START Input for this task

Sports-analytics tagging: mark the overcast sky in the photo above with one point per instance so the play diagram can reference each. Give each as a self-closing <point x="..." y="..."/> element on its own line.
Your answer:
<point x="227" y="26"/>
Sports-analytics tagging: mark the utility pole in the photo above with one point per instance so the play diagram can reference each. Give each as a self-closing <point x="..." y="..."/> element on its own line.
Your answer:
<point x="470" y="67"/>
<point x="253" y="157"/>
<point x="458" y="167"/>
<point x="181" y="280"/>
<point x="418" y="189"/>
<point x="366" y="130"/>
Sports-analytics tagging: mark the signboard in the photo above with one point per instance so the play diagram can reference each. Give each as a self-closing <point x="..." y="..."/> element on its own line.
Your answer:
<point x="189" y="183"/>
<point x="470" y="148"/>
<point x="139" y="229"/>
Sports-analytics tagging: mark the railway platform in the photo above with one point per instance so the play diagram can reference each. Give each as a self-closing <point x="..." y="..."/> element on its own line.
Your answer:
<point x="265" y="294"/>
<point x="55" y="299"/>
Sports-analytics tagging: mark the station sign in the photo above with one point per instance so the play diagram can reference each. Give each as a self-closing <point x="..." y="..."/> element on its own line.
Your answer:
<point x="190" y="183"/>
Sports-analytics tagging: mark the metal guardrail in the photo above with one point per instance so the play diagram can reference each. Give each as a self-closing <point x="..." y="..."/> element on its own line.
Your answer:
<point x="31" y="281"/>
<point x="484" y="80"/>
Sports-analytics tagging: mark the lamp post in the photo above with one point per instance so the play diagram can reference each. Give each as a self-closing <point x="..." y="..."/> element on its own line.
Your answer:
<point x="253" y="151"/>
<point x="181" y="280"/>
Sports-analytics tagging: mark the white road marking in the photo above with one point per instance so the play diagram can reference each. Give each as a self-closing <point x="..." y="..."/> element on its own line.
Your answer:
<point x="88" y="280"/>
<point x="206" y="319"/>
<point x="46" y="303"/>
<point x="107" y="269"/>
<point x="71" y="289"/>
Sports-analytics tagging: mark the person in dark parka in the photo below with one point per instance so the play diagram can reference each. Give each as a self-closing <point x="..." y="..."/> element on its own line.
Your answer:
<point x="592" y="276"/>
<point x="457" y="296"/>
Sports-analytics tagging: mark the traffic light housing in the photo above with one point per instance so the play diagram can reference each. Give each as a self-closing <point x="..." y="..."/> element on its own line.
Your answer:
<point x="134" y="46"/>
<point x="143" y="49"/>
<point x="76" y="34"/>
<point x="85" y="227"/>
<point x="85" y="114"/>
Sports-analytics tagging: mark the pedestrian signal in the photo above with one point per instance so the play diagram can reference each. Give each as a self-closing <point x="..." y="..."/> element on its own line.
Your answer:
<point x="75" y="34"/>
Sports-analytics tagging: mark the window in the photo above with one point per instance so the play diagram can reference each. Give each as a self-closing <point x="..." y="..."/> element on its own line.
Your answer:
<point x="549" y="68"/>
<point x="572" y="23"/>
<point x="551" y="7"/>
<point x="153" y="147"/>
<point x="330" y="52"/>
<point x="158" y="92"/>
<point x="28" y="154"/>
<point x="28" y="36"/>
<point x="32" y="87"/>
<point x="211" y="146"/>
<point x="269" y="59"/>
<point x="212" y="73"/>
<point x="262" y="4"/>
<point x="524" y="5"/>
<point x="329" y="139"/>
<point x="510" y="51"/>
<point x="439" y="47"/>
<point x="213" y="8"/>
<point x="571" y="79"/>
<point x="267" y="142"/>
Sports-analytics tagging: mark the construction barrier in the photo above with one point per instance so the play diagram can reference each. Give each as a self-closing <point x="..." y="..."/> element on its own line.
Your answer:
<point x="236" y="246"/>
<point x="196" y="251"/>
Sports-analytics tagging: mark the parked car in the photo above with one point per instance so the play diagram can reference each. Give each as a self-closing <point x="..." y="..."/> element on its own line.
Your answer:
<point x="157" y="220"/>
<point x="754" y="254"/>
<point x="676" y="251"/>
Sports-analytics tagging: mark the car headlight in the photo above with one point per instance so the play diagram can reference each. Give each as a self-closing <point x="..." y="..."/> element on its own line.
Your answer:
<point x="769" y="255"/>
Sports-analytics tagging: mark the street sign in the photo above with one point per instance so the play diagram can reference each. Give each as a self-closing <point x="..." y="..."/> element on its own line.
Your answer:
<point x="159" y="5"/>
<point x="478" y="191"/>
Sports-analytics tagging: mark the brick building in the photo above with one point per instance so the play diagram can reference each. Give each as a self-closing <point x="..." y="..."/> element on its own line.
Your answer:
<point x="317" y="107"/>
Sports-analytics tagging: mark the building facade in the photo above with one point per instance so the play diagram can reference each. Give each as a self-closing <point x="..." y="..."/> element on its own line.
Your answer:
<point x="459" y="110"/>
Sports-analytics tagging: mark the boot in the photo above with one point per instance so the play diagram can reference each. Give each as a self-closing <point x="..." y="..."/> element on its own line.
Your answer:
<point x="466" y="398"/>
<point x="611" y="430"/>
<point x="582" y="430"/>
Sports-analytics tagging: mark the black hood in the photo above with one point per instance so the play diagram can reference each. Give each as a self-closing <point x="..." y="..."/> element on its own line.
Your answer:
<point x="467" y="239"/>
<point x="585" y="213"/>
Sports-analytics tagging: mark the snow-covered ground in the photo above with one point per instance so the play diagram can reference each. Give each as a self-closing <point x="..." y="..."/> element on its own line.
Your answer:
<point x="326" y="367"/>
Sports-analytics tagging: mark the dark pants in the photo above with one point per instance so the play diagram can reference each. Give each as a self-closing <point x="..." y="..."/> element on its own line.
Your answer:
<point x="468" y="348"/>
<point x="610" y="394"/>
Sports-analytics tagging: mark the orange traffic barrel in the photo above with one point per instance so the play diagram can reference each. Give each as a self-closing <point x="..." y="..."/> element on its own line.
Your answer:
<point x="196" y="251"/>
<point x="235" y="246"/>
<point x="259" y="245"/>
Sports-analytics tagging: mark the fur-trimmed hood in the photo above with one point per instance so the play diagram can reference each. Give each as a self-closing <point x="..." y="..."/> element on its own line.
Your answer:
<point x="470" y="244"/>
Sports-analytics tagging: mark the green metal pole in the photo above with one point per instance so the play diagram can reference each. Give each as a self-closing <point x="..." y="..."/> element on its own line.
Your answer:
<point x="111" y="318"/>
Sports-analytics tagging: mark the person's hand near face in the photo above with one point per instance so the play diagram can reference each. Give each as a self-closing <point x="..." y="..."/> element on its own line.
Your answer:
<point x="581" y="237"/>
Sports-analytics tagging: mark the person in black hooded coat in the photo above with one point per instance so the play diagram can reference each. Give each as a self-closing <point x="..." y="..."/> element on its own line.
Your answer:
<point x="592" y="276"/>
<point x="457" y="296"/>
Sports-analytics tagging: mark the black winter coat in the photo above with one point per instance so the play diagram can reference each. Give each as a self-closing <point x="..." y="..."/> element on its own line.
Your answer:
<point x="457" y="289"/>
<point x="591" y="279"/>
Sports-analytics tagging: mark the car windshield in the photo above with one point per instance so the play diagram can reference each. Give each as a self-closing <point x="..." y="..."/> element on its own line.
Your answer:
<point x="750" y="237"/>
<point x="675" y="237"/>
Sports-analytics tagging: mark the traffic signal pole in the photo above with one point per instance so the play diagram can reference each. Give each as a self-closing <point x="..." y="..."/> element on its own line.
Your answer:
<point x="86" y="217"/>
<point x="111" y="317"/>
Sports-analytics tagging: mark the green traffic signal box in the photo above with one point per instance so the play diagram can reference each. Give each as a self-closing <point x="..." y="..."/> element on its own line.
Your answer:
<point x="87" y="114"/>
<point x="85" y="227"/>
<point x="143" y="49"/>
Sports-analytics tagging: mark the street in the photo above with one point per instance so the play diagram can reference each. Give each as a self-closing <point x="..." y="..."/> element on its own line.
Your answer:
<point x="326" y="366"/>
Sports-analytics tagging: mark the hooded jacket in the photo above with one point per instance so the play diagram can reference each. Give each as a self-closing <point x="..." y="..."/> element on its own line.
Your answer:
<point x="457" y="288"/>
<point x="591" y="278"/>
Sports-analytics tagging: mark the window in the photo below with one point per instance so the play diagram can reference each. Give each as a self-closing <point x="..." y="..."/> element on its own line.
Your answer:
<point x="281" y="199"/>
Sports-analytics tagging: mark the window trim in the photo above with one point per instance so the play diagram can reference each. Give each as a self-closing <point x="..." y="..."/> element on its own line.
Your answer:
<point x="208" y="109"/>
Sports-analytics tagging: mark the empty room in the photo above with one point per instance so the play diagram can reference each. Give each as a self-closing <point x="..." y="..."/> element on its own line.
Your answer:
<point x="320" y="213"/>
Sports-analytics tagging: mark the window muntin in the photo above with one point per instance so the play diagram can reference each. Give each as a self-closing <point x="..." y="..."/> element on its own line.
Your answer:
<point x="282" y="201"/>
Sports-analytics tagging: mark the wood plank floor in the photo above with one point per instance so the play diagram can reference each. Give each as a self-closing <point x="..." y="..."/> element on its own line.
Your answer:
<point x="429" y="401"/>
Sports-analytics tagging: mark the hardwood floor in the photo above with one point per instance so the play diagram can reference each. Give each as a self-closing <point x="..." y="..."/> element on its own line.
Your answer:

END Input for this task

**Aim of the exercise**. Print the lines starting with the line that contains "Sports-analytics tagging: mark the window in the photo below" and continuing through the end of the records, with both ends included. Repeat them exactly, with no changes.

**Output of the task**.
Sports-analytics tagging: mark the window in the photo below with one point per instance so the play diagram can reference each. Give each as a self-closing <point x="..." y="..."/> element on its own line.
Your answer:
<point x="281" y="199"/>
Sports-analytics tagging: mark the window trim in the photo above with one point per instance so the play diagram can reference each. Give each as a self-closing <point x="..." y="..."/> element on its own line.
Your answer:
<point x="208" y="109"/>
Sports-analytics tagging: mark the empty room in the photo above with one point per instance so the play diagram can reference each. Give each as a self-closing <point x="..." y="..."/> element on its own line.
Your answer:
<point x="320" y="213"/>
Sports-analytics tagging: mark the window muntin in the photo above with one point per instance so the play diagram can reference each. Give each as a self-closing <point x="..." y="..."/> element on its own line.
Your answer:
<point x="282" y="201"/>
Sports-analytics tagging: mark the wood plank floor in the photo above with one point per instance so the play diagram can reference each. Give each as a self-closing <point x="..." y="..."/> element on its own line.
Your answer:
<point x="429" y="401"/>
Sports-analytics tagging: mark the hardwood floor in the photo above with one point per instance so the play diagram can reference each. Give each as a self-closing <point x="..." y="..."/> element on its own line.
Your answer:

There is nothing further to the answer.